[Dati di etichettatura delle posizioni]
· · · ·

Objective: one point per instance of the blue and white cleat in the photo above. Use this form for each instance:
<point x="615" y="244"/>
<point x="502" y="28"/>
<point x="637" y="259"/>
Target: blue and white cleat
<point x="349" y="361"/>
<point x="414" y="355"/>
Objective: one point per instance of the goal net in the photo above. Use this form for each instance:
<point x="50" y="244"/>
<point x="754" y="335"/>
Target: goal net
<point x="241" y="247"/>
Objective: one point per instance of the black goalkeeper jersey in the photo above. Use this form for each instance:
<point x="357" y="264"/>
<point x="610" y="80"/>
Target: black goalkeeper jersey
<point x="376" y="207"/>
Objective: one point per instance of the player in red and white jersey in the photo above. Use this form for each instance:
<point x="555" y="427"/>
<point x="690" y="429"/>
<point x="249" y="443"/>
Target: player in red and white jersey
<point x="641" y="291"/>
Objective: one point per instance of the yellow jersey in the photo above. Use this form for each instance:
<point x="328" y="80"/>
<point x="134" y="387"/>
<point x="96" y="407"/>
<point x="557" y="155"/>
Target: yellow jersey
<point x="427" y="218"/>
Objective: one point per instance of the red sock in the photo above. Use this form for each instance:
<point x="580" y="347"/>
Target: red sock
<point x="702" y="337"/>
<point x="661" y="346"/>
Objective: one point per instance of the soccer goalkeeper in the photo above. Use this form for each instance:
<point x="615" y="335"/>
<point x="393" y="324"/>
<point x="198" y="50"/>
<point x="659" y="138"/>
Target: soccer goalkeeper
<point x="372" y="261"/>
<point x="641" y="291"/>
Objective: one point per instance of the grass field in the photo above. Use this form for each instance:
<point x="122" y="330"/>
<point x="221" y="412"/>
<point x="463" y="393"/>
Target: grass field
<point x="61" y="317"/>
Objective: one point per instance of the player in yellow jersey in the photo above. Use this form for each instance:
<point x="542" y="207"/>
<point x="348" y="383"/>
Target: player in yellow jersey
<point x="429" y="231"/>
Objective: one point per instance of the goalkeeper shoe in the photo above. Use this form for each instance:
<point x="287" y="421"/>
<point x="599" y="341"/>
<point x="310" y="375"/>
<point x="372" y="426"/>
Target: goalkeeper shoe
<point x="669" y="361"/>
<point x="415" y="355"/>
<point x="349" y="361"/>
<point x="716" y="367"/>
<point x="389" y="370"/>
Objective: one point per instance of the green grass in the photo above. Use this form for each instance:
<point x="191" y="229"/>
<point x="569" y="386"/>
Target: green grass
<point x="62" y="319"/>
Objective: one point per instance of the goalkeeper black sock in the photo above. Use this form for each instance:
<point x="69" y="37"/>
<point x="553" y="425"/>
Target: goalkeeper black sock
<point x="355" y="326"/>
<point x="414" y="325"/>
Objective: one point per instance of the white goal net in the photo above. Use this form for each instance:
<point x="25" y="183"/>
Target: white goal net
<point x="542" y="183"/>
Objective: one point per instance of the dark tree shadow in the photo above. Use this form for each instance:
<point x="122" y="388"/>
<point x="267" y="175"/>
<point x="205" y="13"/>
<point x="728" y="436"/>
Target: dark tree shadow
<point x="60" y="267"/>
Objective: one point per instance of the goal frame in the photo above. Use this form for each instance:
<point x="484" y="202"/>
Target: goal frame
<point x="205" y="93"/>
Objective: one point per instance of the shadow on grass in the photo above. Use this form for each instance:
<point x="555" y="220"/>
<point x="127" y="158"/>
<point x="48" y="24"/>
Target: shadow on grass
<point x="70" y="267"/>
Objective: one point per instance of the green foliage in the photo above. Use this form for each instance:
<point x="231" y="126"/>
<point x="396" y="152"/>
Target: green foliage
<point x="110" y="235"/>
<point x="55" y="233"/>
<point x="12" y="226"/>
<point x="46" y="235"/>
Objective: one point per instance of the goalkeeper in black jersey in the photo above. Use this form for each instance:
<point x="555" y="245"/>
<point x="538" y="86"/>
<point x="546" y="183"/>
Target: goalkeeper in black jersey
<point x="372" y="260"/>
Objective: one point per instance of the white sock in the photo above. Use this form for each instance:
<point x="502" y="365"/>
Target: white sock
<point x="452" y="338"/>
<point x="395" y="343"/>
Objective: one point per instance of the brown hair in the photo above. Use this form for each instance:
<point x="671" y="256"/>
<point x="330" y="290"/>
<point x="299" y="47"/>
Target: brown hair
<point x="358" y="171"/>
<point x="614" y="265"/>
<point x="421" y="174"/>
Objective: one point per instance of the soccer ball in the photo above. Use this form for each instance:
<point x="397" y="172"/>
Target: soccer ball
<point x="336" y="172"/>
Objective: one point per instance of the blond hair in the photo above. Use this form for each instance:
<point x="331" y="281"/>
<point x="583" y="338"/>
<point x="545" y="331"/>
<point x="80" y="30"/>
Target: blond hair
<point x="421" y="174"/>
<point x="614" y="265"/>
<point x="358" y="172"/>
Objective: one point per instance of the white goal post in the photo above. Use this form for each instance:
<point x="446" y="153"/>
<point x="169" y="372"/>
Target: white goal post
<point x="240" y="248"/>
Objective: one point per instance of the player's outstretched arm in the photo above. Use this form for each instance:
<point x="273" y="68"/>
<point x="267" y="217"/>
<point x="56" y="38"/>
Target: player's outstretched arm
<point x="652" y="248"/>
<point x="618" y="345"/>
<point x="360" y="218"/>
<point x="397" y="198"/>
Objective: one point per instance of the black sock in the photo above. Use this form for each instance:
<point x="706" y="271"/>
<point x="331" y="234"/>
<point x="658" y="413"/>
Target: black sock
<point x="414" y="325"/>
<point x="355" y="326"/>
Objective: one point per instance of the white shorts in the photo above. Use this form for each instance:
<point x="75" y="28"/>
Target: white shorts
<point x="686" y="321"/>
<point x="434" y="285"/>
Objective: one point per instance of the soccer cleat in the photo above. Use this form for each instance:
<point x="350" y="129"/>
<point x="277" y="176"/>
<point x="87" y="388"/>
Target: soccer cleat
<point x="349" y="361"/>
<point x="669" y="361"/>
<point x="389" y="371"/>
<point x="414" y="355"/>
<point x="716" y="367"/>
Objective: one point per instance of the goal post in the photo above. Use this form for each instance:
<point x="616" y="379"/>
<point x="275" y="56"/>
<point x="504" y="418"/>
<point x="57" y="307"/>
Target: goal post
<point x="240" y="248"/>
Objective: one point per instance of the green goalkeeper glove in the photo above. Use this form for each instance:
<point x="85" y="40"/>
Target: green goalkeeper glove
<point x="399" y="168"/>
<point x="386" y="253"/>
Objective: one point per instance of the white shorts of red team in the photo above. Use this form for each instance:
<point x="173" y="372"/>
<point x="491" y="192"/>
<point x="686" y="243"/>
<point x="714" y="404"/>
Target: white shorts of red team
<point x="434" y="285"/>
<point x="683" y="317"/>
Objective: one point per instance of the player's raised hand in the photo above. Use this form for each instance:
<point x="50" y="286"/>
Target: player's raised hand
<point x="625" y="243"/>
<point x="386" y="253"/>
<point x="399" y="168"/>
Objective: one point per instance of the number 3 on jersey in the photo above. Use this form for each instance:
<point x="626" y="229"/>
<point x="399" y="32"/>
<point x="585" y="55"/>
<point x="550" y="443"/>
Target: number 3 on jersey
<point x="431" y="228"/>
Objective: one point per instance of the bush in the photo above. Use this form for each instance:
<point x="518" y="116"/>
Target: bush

· · · ·

» Consegna
Sostituisci "Objective" con "Instruction" in tutto l'elenco e riscrivilo lasciando invariato tutto il resto.

» Risposta all'esercizio
Instruction: one point per instance of the blue and white cleat in the photo above. Use this form for each instance:
<point x="615" y="244"/>
<point x="502" y="28"/>
<point x="637" y="259"/>
Target: blue and white cleat
<point x="349" y="361"/>
<point x="414" y="355"/>
Instruction: one point per instance of the goal net in the photo above. Use this form for each instance:
<point x="50" y="244"/>
<point x="754" y="335"/>
Target: goal net
<point x="241" y="247"/>
Instruction: one point per instance of the black goalkeeper jersey in the photo above. Use this form for each instance:
<point x="357" y="264"/>
<point x="610" y="80"/>
Target: black goalkeeper jersey
<point x="376" y="207"/>
Instruction: one point per instance of the player in red and white jersey in the photo above. Use this form for each instance:
<point x="555" y="427"/>
<point x="690" y="429"/>
<point x="249" y="443"/>
Target: player in red and white jersey
<point x="641" y="291"/>
Instruction: one point per instance of the yellow jersey in the photo above. Use this form for each instance:
<point x="328" y="80"/>
<point x="134" y="387"/>
<point x="96" y="407"/>
<point x="557" y="155"/>
Target: yellow jersey
<point x="427" y="218"/>
Instruction: one point per instance of the red sock in the photo above. Use this form for each instance:
<point x="580" y="347"/>
Target: red sock
<point x="702" y="337"/>
<point x="661" y="346"/>
Instruction: one point per instance of the soccer goalkeeper in the photo above. Use this form for each instance:
<point x="615" y="335"/>
<point x="393" y="324"/>
<point x="198" y="50"/>
<point x="659" y="138"/>
Target: soccer goalkeeper
<point x="372" y="261"/>
<point x="641" y="291"/>
Instruction: one point per instance of the grass field in the photo above. Use this form for each instance:
<point x="122" y="330"/>
<point x="221" y="412"/>
<point x="463" y="393"/>
Target: grass field
<point x="61" y="317"/>
Instruction: one point per instance of the player in yellow jersey in the photo above. Use this form for each instance:
<point x="542" y="207"/>
<point x="348" y="383"/>
Target: player in yellow jersey
<point x="429" y="231"/>
Instruction: one point per instance of the goalkeeper shoe in the photo above. Use this form for each instance:
<point x="287" y="421"/>
<point x="599" y="341"/>
<point x="310" y="375"/>
<point x="372" y="426"/>
Target: goalkeeper shoe
<point x="669" y="361"/>
<point x="415" y="355"/>
<point x="349" y="361"/>
<point x="716" y="367"/>
<point x="389" y="370"/>
Instruction: one point per instance of the green grass in the photo above. Use this form for each instance:
<point x="191" y="229"/>
<point x="569" y="386"/>
Target: green grass
<point x="62" y="319"/>
Instruction: one point per instance of the goalkeeper black sock in the photo above. Use this form for each instance:
<point x="69" y="37"/>
<point x="553" y="425"/>
Target: goalkeeper black sock
<point x="355" y="326"/>
<point x="414" y="325"/>
Instruction: one point per instance of the white goal net in the photo above. Use this form for each instance:
<point x="25" y="183"/>
Target: white goal net
<point x="542" y="183"/>
Instruction: one point per instance of the dark tree shadow in the photo above. Use this form for each instance:
<point x="122" y="388"/>
<point x="267" y="175"/>
<point x="205" y="13"/>
<point x="728" y="436"/>
Target: dark tree shadow
<point x="60" y="267"/>
Instruction: one point per instance of the goal frame in the photo above. Use this form for each instance:
<point x="484" y="202"/>
Target: goal frame
<point x="205" y="93"/>
Instruction: one point per instance of the shadow on grass in the photo above. Use this form for each instance:
<point x="555" y="220"/>
<point x="127" y="158"/>
<point x="48" y="24"/>
Target: shadow on grass
<point x="70" y="267"/>
Instruction: one point per instance of the green foliage in the photo above. Use this form for each instance:
<point x="231" y="126"/>
<point x="396" y="152"/>
Target: green foliage
<point x="110" y="235"/>
<point x="55" y="233"/>
<point x="12" y="226"/>
<point x="46" y="235"/>
Instruction: one point per instance of the goalkeeper in black jersey in the photo above. Use this form for each instance:
<point x="555" y="245"/>
<point x="538" y="86"/>
<point x="546" y="183"/>
Target: goalkeeper in black jersey
<point x="372" y="260"/>
Instruction: one point per instance of the white sock in the photo above. Use this form for each instance:
<point x="502" y="365"/>
Target: white sock
<point x="452" y="338"/>
<point x="395" y="343"/>
Instruction: one point per instance of the brown hair in the photo above. Use this form for each instance:
<point x="671" y="256"/>
<point x="330" y="290"/>
<point x="299" y="47"/>
Target: brown hair
<point x="358" y="171"/>
<point x="614" y="265"/>
<point x="421" y="174"/>
Instruction: one point per instance of the soccer ball in the photo above. Use this form for each instance:
<point x="397" y="172"/>
Target: soccer ball
<point x="336" y="172"/>
Instruction: one point per instance of the blond hair in the photo above. Use this form for each instance:
<point x="331" y="281"/>
<point x="583" y="338"/>
<point x="545" y="331"/>
<point x="80" y="30"/>
Target: blond hair
<point x="421" y="174"/>
<point x="614" y="265"/>
<point x="358" y="172"/>
Instruction: one point per instance of the white goal post in the photo above. Use this form for each instance:
<point x="446" y="153"/>
<point x="169" y="372"/>
Target: white goal post
<point x="240" y="248"/>
Instruction: one point per instance of the player's outstretched arm in the photo above. Use this form for each instance:
<point x="273" y="68"/>
<point x="267" y="217"/>
<point x="56" y="38"/>
Target: player's outstretched arm
<point x="652" y="248"/>
<point x="618" y="345"/>
<point x="360" y="218"/>
<point x="397" y="198"/>
Instruction: one point per instance of the black sock in the photo above. Use this form for each instance:
<point x="706" y="271"/>
<point x="331" y="234"/>
<point x="658" y="413"/>
Target: black sock
<point x="414" y="325"/>
<point x="355" y="326"/>
Instruction: one point per instance of the white shorts in the photo above. Use this form for each instance:
<point x="75" y="28"/>
Target: white shorts
<point x="686" y="321"/>
<point x="434" y="285"/>
Instruction: one point per instance of the soccer cleat in the photo above. Use this form for each instance:
<point x="350" y="129"/>
<point x="277" y="176"/>
<point x="87" y="388"/>
Target: soccer cleat
<point x="349" y="361"/>
<point x="669" y="361"/>
<point x="389" y="371"/>
<point x="414" y="355"/>
<point x="716" y="367"/>
Instruction: one point per instance of the goal post in the photo above. Use this form for each instance:
<point x="616" y="379"/>
<point x="275" y="56"/>
<point x="504" y="418"/>
<point x="57" y="307"/>
Target: goal post
<point x="240" y="248"/>
Instruction: one point per instance of the green goalkeeper glove in the photo above. Use this form for each instance:
<point x="85" y="40"/>
Target: green goalkeeper glove
<point x="399" y="168"/>
<point x="386" y="253"/>
Instruction: one point per instance of the white shorts of red team in the photo above. Use this form for each instance:
<point x="173" y="372"/>
<point x="491" y="192"/>
<point x="686" y="243"/>
<point x="714" y="404"/>
Target: white shorts of red team
<point x="434" y="285"/>
<point x="683" y="317"/>
Instruction: one point per instance of the player's raised hand in the photo above. Use this form for each instance:
<point x="50" y="286"/>
Target: player's raised hand
<point x="625" y="243"/>
<point x="386" y="253"/>
<point x="399" y="168"/>
Instruction: one point per instance of the number 3 on jersey in the photo above. Use this form for each instance:
<point x="626" y="229"/>
<point x="399" y="32"/>
<point x="585" y="55"/>
<point x="550" y="443"/>
Target: number 3 on jersey
<point x="431" y="228"/>
Instruction: one point per instance of the bush in the photo above. Use this form for each instance:
<point x="518" y="116"/>
Target: bush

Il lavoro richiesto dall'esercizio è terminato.